STATED EXERCISE:
Copy the passage of the carb refeed forum thread between "Back to eggs, chicken, cheese, nuts, spinach" and "to build from.", inclusive.

[Begin SELECTED EXTRACT]

This is exactly what i'm doing at the moment, however it's more of a carb up evening.

keep carbs low before my workout (usually around 6) then post workout smash the carbs away. No science or reason behind this, just how i like to get it done.

Yesterday was carb up and i had:

1 large pizza

1 side of wedges

4 malteser bunnys

5 rolo cookies

1 yorkie

500 ml of coke

Bag of mini eggs

and a bowl of corn flakes

Back to eggs, chicken, cheese, nuts, spinach etc today :crying:


----------



## andyhuggins (Nov 21, 2008)

What you say is true pscarb its just using the carb manipulation the closer you get to a show. i was just trying to get the starting point over for a base to build from.


----------



## griffo13 (Dec 7, 2009)

Pscarb said:


> Why??
> 
> that is cool but it does not make it the set amount....
> 
> ...


if you do a 14hr refeed do you get any negatives from this... or is this what works for you. bit off topic... but if ur doing a comp do you ever carb load u with a shot of insulin early the morning of the comp...?


----------



## sawyer1 (May 16, 2012)

WrightStar said:


> Don't worry about it mate - you dirty ketoners will always get my sympathy as I've been there. Hence, why I didn't snap!  mate did I mention that I'm currently tucking into a big bag of kettle crisps and salsa dip?


i want kettle chips and salsa


----------



## WrightStar (Nov 20, 2012)

sawyer1 said:


> i want kettle chips and salsa


Muwhahaha  my work here is complete!


----------



## 3752 (Jan 7, 2005)

griffo13 said:


> if you do a 14hr refeed do you get any negatives from this... or is this what works for you. bit off topic... but if ur doing a comp do you ever carb load u with a shot of insulin early the morning of the comp...?


The negative is you hold water and you feel crappy from all the carbs and bloat but be ause I do this every week through prep I know when this will go and leave me full but tight, my refeeds are controlled only by hours and I tend to stay with low fat foods I. The main as they make me hold water longer.

I learn how my body reacts over the whole prep period I know a few Pro's who do thi he this way as well but the key is knowing how your body reacts.

As to the Second Question I know many who do use slin to carb up but I don't


----------



## Dazza (Aug 7, 2010)

Indeed, because i have a slow metabolism I find a 36 hour refeed better, as my body needs the time to refuel.

Simple carbs for the first 12 hours to kick off leptin levels, after which I switch to low gi

Like paul says, it's all about how you respond.


----------

[End SELECTED EXTRACT]
[Begin INFORMATION SUPPLIED]

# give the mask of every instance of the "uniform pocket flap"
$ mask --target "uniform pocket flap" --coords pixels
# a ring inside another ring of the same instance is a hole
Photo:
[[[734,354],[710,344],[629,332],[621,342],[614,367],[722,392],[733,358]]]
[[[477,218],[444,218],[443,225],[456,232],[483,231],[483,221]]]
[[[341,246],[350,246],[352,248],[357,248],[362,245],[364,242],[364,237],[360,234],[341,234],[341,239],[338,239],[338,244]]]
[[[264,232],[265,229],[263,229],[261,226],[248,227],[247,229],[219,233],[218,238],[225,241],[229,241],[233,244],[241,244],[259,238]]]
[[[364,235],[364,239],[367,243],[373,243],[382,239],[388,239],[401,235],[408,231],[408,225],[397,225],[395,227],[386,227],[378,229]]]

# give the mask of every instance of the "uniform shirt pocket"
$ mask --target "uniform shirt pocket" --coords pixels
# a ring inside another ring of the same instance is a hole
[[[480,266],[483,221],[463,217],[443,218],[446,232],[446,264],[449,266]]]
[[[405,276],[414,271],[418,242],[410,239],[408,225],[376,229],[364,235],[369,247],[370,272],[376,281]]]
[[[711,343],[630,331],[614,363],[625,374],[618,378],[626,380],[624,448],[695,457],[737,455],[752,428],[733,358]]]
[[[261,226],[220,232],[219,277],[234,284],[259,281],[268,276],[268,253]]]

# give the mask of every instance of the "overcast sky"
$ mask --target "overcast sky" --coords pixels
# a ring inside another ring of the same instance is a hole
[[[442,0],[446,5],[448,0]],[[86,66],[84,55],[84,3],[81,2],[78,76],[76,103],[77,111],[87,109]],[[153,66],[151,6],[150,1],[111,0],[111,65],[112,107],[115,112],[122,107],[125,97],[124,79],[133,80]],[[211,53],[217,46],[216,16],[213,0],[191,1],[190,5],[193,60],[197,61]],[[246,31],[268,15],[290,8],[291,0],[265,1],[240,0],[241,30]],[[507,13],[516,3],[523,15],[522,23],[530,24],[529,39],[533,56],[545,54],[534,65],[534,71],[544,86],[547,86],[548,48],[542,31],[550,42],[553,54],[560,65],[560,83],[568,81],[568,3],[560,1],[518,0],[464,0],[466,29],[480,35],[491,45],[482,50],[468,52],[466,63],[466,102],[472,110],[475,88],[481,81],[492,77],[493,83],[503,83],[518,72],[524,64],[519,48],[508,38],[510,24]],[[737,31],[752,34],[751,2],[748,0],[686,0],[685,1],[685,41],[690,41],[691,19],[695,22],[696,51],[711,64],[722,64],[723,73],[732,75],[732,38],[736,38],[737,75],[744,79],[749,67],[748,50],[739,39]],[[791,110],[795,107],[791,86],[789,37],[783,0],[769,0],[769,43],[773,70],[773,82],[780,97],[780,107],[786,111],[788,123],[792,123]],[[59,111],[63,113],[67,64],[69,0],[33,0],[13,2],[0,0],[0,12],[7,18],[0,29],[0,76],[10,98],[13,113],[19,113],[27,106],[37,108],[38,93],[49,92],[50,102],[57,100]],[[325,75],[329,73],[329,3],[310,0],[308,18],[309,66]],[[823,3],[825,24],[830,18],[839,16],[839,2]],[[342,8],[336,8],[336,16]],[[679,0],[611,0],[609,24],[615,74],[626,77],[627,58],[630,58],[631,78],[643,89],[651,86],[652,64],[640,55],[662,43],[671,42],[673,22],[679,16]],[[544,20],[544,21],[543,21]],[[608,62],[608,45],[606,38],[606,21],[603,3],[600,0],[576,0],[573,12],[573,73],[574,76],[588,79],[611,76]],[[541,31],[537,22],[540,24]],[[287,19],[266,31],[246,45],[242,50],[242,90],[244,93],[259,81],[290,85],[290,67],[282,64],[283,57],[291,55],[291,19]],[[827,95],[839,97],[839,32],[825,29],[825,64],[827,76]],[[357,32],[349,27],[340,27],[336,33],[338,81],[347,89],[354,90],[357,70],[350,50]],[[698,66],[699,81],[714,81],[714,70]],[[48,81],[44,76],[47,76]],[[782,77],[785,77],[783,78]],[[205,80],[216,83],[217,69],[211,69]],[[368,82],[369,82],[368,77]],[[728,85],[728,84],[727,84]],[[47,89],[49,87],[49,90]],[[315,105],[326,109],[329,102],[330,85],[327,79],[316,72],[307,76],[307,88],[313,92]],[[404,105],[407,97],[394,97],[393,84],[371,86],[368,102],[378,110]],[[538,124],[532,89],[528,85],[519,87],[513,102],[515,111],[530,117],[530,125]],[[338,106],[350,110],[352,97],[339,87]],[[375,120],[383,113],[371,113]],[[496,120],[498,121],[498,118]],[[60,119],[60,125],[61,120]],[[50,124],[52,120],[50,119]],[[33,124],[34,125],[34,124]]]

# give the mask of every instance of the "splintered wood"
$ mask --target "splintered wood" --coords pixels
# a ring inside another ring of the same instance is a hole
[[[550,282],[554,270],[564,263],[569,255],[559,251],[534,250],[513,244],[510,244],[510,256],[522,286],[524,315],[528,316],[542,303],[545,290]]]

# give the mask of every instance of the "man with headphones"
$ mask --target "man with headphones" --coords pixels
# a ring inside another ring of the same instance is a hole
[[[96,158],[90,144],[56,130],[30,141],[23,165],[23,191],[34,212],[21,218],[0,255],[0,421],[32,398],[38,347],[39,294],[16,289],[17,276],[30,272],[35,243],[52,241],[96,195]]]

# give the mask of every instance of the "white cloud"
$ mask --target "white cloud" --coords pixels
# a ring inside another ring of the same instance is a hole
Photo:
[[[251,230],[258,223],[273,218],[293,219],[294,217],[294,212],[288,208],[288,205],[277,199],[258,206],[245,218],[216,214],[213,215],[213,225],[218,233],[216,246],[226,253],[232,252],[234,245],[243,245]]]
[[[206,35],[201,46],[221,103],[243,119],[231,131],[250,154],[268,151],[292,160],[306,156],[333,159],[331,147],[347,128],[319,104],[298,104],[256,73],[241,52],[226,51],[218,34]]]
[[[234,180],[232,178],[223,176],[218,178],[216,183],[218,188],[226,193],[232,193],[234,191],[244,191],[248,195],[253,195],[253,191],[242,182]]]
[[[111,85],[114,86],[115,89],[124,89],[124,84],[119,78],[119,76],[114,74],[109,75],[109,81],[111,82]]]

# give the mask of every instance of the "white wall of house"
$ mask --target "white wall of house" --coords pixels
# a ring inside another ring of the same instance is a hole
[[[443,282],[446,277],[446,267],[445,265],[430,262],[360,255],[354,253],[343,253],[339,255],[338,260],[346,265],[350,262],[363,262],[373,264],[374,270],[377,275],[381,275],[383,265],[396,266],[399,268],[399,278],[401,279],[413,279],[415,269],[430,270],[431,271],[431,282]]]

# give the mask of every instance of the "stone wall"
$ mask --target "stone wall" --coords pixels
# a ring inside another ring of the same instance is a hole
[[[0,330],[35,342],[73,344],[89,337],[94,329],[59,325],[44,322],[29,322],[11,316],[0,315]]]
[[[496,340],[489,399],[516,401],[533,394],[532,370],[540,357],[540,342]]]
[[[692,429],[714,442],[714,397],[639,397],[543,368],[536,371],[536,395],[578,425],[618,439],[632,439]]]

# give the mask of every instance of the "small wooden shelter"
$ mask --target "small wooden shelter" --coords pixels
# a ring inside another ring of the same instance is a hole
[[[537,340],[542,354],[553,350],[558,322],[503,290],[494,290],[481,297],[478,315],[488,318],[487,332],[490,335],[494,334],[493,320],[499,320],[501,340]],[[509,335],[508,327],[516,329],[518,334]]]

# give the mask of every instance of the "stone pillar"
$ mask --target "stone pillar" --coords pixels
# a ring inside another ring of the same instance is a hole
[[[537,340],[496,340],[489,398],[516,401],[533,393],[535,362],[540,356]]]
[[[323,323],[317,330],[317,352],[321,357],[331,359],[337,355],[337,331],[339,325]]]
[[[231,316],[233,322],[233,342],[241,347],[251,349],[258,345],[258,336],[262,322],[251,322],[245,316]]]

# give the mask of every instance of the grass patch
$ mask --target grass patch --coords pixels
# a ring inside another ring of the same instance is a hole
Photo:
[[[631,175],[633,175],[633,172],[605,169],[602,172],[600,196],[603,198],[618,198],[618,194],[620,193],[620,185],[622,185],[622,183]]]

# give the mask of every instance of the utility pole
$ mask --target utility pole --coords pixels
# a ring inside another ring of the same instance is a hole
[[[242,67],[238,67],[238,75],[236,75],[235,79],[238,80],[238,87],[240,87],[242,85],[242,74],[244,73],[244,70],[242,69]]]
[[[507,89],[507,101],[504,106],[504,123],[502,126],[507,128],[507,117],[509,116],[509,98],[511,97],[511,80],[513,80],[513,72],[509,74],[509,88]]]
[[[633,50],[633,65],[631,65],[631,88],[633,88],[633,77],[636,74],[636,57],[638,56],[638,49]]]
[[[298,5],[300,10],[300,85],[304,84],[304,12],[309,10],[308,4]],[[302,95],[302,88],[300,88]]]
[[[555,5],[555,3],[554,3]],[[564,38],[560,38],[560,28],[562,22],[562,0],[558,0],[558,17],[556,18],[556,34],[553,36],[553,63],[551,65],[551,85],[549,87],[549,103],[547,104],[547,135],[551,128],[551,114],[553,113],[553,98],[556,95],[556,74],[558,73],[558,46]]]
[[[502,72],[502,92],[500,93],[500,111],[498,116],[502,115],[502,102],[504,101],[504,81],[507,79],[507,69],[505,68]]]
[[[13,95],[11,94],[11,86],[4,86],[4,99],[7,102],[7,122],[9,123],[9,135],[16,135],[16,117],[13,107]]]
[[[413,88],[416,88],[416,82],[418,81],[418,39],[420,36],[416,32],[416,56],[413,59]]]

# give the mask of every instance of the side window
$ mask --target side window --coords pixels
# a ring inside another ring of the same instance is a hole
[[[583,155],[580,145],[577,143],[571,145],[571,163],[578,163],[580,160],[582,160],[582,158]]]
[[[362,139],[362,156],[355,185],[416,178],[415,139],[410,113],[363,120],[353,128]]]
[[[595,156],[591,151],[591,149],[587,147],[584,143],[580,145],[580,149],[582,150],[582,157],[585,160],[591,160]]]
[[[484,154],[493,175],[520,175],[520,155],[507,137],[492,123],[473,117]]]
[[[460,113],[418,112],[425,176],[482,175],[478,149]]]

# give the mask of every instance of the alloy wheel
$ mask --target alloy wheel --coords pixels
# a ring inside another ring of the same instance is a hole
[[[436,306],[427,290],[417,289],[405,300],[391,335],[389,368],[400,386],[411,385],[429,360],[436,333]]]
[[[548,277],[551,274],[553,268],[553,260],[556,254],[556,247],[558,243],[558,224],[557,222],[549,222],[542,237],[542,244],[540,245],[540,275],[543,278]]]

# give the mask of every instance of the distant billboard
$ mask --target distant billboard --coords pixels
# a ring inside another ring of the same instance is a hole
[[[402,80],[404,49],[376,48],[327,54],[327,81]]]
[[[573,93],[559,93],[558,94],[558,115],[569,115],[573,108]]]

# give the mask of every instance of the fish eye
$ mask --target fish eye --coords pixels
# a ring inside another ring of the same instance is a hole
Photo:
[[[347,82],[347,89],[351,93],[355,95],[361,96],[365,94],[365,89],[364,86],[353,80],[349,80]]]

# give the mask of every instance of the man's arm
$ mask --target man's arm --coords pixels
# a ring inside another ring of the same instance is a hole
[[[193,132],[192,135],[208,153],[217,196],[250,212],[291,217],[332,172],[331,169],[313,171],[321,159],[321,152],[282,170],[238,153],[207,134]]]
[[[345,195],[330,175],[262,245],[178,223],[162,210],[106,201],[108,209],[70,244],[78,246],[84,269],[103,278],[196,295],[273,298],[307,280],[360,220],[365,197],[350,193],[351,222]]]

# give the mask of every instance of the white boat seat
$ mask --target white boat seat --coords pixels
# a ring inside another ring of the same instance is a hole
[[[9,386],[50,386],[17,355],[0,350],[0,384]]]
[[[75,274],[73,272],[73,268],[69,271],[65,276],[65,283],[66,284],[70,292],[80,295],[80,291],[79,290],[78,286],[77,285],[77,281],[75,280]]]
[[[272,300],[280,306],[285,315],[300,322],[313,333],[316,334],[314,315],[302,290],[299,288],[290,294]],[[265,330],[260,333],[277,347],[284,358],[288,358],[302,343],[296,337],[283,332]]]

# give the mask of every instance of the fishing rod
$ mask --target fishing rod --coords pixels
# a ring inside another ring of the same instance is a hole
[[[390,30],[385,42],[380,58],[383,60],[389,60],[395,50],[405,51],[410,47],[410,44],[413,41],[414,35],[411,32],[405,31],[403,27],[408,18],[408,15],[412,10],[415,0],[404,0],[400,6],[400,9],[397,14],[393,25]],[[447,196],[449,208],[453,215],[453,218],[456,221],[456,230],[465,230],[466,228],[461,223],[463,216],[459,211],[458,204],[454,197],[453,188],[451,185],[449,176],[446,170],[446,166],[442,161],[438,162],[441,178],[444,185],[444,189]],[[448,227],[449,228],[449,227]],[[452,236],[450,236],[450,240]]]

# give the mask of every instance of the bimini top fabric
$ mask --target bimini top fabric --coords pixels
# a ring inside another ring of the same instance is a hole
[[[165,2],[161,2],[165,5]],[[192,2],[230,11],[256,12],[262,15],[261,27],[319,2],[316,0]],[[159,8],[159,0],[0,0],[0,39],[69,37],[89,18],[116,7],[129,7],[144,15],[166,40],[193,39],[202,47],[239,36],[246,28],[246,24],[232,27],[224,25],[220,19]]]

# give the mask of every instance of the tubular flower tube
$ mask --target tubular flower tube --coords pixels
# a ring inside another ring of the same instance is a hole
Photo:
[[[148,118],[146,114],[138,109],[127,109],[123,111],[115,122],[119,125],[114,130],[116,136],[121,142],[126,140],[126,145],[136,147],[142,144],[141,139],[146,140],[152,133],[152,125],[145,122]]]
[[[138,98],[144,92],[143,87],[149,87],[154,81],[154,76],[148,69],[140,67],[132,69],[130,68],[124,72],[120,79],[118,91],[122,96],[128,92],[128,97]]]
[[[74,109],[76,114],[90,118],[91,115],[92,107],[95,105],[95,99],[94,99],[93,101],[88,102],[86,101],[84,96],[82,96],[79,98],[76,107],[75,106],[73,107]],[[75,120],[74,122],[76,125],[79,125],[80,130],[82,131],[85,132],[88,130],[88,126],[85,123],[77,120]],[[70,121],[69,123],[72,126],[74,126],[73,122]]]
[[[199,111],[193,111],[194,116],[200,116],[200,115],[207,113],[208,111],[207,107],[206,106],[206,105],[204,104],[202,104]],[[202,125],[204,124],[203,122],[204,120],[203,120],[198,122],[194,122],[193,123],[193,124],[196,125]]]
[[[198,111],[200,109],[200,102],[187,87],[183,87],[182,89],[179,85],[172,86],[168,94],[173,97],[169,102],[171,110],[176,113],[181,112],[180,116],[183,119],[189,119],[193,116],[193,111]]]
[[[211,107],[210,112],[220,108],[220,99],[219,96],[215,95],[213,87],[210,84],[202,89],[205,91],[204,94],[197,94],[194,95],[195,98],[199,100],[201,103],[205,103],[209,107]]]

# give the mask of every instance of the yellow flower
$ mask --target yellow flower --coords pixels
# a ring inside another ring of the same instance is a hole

[End INFORMATION SUPPLIED]

EXERCISE SOLUTION:
Back to eggs, chicken, cheese, nuts, spinach etc today :crying:


----------



## andyhuggins (Nov 21, 2008)

What you say is true pscarb its just using the carb manipulation the closer you get to a show. i was just trying to get the starting point over for a base to build from.